- [DATASET RECORDS]:

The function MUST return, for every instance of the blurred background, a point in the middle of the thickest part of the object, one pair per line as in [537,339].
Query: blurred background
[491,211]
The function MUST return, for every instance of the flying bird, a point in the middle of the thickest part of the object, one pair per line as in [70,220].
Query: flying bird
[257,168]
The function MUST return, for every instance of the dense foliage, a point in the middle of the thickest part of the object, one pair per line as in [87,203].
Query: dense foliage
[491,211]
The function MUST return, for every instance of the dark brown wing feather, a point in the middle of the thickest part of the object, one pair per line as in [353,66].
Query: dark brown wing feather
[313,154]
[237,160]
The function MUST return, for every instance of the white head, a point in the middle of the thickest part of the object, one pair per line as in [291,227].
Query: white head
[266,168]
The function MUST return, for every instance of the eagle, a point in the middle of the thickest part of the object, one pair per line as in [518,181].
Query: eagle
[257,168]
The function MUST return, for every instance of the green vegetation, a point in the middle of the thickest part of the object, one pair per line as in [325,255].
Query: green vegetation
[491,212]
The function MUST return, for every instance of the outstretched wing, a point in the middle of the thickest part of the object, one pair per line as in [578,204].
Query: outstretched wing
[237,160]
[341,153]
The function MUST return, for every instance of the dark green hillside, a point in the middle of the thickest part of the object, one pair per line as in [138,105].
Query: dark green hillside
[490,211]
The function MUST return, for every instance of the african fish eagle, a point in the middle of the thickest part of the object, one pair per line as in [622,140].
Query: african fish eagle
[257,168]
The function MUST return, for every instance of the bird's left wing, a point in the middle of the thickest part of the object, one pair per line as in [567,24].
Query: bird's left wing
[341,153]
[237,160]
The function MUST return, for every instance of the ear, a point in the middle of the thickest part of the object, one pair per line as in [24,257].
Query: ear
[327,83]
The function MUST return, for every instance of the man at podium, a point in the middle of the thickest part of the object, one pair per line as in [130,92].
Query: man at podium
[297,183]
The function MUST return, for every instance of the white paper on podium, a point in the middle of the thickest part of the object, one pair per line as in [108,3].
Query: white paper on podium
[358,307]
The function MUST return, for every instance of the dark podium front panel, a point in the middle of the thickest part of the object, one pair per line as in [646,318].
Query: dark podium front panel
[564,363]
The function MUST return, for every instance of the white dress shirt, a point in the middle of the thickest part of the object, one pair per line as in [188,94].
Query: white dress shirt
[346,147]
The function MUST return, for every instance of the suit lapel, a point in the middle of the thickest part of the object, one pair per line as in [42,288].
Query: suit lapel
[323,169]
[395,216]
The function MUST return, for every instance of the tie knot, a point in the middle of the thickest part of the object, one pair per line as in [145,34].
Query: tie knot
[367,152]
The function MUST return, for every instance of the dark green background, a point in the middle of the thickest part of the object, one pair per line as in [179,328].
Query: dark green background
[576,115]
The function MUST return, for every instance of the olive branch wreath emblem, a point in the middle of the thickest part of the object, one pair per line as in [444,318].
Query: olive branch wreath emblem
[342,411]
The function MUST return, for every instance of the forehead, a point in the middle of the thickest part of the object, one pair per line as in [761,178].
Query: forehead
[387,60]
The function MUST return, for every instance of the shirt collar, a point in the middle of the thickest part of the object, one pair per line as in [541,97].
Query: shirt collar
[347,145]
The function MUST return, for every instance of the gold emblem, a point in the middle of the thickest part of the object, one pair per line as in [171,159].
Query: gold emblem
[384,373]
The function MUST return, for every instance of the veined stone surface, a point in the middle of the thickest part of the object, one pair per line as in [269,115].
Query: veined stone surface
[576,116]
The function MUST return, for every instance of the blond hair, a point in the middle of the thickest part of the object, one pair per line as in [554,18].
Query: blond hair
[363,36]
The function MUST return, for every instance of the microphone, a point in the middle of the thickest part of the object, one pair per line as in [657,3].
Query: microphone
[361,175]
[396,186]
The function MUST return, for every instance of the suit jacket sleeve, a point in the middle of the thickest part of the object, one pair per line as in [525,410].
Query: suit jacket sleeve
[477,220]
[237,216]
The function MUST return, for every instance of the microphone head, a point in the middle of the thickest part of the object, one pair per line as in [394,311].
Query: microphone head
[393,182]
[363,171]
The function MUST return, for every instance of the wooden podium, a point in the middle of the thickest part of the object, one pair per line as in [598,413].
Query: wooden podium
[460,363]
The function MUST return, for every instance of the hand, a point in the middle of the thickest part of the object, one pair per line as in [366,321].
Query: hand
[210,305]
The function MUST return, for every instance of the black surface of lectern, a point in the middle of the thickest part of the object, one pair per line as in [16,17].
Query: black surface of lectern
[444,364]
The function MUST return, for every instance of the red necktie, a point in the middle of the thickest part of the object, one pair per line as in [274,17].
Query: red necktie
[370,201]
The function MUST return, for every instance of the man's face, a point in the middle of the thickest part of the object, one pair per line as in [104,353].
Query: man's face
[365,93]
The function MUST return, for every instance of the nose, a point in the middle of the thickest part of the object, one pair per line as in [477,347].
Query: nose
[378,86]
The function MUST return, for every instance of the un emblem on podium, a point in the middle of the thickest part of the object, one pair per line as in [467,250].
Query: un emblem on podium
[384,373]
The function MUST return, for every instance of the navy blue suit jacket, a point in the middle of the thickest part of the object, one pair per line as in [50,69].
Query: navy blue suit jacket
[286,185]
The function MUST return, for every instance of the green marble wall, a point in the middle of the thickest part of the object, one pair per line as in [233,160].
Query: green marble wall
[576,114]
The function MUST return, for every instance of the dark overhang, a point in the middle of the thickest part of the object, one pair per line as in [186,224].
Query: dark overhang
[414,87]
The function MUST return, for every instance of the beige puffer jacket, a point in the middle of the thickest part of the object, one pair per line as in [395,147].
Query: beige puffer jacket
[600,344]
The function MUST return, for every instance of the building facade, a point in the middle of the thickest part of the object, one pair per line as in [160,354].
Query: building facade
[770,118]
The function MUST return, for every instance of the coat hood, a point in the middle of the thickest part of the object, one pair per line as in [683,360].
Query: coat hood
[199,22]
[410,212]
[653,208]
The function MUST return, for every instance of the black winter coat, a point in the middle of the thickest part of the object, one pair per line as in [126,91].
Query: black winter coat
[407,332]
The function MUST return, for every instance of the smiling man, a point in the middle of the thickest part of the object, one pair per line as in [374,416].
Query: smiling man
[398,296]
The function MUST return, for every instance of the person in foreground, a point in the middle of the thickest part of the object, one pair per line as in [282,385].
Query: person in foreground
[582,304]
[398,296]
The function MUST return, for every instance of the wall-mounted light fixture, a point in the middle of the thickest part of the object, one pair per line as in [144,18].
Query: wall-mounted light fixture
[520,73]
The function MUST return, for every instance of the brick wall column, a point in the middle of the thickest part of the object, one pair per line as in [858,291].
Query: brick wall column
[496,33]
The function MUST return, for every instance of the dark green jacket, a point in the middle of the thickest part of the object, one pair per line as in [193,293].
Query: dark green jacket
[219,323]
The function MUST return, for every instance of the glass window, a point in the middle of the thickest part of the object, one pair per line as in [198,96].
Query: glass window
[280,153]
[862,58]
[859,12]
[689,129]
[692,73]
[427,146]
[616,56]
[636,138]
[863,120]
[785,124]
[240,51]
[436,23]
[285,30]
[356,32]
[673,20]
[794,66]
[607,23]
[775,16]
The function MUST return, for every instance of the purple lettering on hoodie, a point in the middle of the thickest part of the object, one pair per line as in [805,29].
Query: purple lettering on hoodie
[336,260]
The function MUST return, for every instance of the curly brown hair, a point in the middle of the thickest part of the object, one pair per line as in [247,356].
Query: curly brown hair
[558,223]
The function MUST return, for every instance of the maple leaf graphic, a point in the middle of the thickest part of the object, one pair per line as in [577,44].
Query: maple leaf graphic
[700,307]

- [WHAT TO PRODUCE]: Repeat the records above exactly, from the first line to the last.

- [SOLUTION BELOW]:
The function MUST return, for every instance of the blurred background, a point in the middle of the thickest part of the object, one pair per line as in [537,339].
Query: blurred background
[491,211]
The function MUST return, for every instance of the flying bird, a point in the middle of the thickest part of the object, one pair per line as in [70,220].
Query: flying bird
[257,168]
The function MUST return, for every instance of the dense foliage, a point in the middle of the thickest part of the object, one pair per line as in [87,203].
Query: dense foliage
[491,211]
The function MUST return, for every instance of the dark brown wing feather, a point in the middle of the thickest part of the object, one pair per line as in [353,66].
Query: dark brown wing feather
[313,154]
[237,160]
The function MUST return, for every instance of the white head, a point in the middle of the thickest part of the object, one pair per line as in [291,227].
Query: white head
[266,168]
The function MUST return, for every instance of the eagle, a point in the middle of the thickest part of the object, one pair per line as in [518,181].
Query: eagle
[257,168]
The function MUST return, for every instance of the green vegetation, a point in the middle of the thickest part of the object, one pair per line as in [325,255].
Query: green vegetation
[491,212]
The function MUST return, for every instance of the outstretched wing, a point in the middle of the thickest part of the object, one pair per line as in [578,204].
Query: outstretched wing
[237,160]
[341,153]
The function MUST return, for every instance of the dark green hillside, a point in the middle of the thickest part of the object, one pair per line as in [138,105].
Query: dark green hillside
[490,211]
The function MUST return, for every instance of the african fish eagle, a point in the middle of the thickest part of the object, one pair per line as in [622,140].
Query: african fish eagle
[257,168]
The function MUST return, for every instance of the bird's left wing, a point in the middle of the thickest part of the object, one pair per line as in [567,24].
Query: bird's left wing
[341,153]
[237,160]
The function MUST return, for every instance of the ear, a point in the middle of the thickest part of the object, one pair per line as in [24,257].
Query: ear
[327,83]
The function MUST return, for every instance of the man at podium, a point in the middle of the thickest part of the object, one pair per line as in [130,92].
Query: man at podium
[297,183]
The function MUST return, for every instance of the white paper on podium, a point in the middle of the thickest part of the object, one pair per line as in [108,3].
Query: white paper on podium
[358,307]
The function MUST return, for every instance of the dark podium front panel, a point in the middle of the thickest part of the object, one pair per line as in [646,318].
Query: dark podium front panel
[564,363]
The function MUST return, for every instance of the white dress shirt, a point in the middle of the thickest part of the object, one pair per line as in [188,94].
Query: white dress shirt
[346,147]
The function MUST return, for every instance of the suit lapel, a point in the middle of the thickest part of the object, one pair per line as in [42,288].
Query: suit lapel
[323,169]
[395,216]
The function MUST return, for every instance of the tie knot, a point in the middle of the thickest part of the object, one pair per line as in [145,34].
Query: tie knot
[367,152]
The function MUST return, for every instance of the dark green background, a point in the middle of the thickest part of the object, one pair per line as in [179,328].
Query: dark green background
[576,115]
The function MUST return, for every instance of the olive branch wreath emblem, a point in the middle of the thickest part of the object, one pair per line as in [444,318].
Query: olive branch wreath emblem
[342,411]
The function MUST return, for every instance of the forehead, a point in the middle of the thickest part of the object, one pair per line as in [761,178].
Query: forehead
[387,60]
The function MUST return, for every instance of the shirt collar, a point in the middle of the thickest part of the object, one pair per line as in [541,97].
Query: shirt collar
[347,145]
The function MUST return, for every instance of the gold emblem, a point in the middle of the thickest part of the object, one pair per line as in [171,159].
Query: gold emblem
[384,373]
The function MUST return, for every instance of the veined stone surface, a point in the middle of the thickest part of the object, one pair per line as in [269,115].
Query: veined stone surface
[576,116]
The function MUST return, for every instance of the blond hair, a point in the middle of the thickest part of the object, one pair per line as in [554,18].
Query: blond hair
[363,36]
The function MUST return, for every instance of the microphone, a point in the middle of the thickest part of the object, one pair per line as in [657,3].
Query: microphone
[361,175]
[396,186]
The function MUST return, for every instance of the suit jacket sleeve, a point in the middle of the thickest part of the object, one pair per line as in [525,410].
Query: suit jacket sleeve
[477,220]
[237,216]
The function MUST return, for every instance of the microphone head, a point in the middle of the thickest part of the object, one pair per line as in [394,311].
Query: microphone head
[393,182]
[363,171]
The function MUST return, for every instance of the wooden podium, a point in the middle of the thickest part of the object, one pair per line as in [598,413].
Query: wooden podium
[460,363]
The function MUST return, for every instance of the hand, a point in the middle of the thickest part of the object, one pair per line as in [366,321].
Query: hand
[210,305]
The function MUST return, for every instance of the black surface of lectern, a point in the middle of the thickest part of the object, one pair per line as in [16,17].
Query: black surface of lectern
[444,364]
The function MUST return, for every instance of the red necktie, a point in the middle of the thickest part of the object, one pair per line as in [274,17].
Query: red necktie
[370,201]
The function MUST return, for every instance of the man's face, a point in the middle of the thickest part of the object, one pair per line as in [104,353].
Query: man's face
[365,93]
The function MUST return, for every instance of the nose, a point in the middle of the thickest part of the object, one pair per line as in [477,347].
Query: nose
[378,86]
The function MUST return, for every instance of the un emblem on podium, a point in the middle of the thickest part of the object, one pair per line as in [467,250].
Query: un emblem on podium
[384,373]
The function MUST return, for every instance of the navy blue suit jacket, a point in the middle of the thickest part of the object, one pair per line as in [50,69].
Query: navy blue suit jacket
[286,185]
The function MUST return, for every instance of the green marble wall, a point in the middle of the thickest part of the object, one pair per line as in [233,160].
Query: green marble wall
[576,114]
The function MUST return, for every instance of the dark overhang, a point in the middle of the thickest part of the object, one pair per line as in [186,224].
Query: dark overhang
[414,87]
The function MUST return, for every instance of the beige puffer jacket, a point in the middle of the thickest part of the object, one pair per line as in [395,147].
Query: beige puffer jacket
[600,344]
The function MUST return, for every instance of the building facade, a point in the middle of the thickest part of the object, one pair per line as in [160,354].
Query: building facade
[770,118]
The function MUST return, for every instance of the coat hood, a point in the middle of the thickest part of the object, one pair per line as in [683,360].
Query: coat hood
[199,22]
[410,212]
[653,208]
The function MUST return, for every instance of the black winter coat, a point in the middle of the thickest part of the object, one pair per line as in [126,91].
Query: black winter coat
[407,332]
The function MUST return, for every instance of the smiling man, a point in the middle of the thickest part of the object, one pair per line as in [374,416].
Query: smiling man
[398,296]
The function MUST return, for every instance of the person in foreground, a point in the middle of the thickest part of the object, one pair per line as in [282,385].
Query: person in foreground
[582,304]
[398,296]
The function MUST return, for every instance of the wall-mounted light fixture, a point in the middle of the thickest part of the object, one pair per line as in [144,18].
Query: wall-mounted light fixture
[520,73]
The function MUST return, for every instance of the brick wall column, a point in the middle of the thickest part of the object, one pair per line as in [858,291].
Query: brick wall column
[496,33]
The function MUST return, for every instance of the dark green jacket, a point in the middle of the thickest part of the object, one pair per line as in [193,293].
Query: dark green jacket
[219,323]
The function MUST return, for every instance of the glass window, a point in the middle of the thickest part of the object, one pair per line as in [198,96].
Query: glass window
[280,153]
[862,58]
[859,12]
[689,129]
[692,73]
[427,146]
[616,56]
[636,138]
[863,120]
[785,124]
[240,51]
[436,23]
[285,30]
[356,32]
[673,20]
[794,66]
[607,23]
[775,16]
The function MUST return, for every instance of the purple lettering on hoodie, a point in the middle of the thickest part of the object, one pair per line as in [805,29].
Query: purple lettering on hoodie
[336,260]
The function MUST return, for every instance of the curly brown hair, a point in the middle of the thickest part of the object, one pair per line as in [247,356].
Query: curly brown hair
[558,223]
The function MUST return, for every instance of the maple leaf graphic, a point in the middle of the thickest part of the object, one pair per line as in [577,44].
Query: maple leaf graphic
[700,307]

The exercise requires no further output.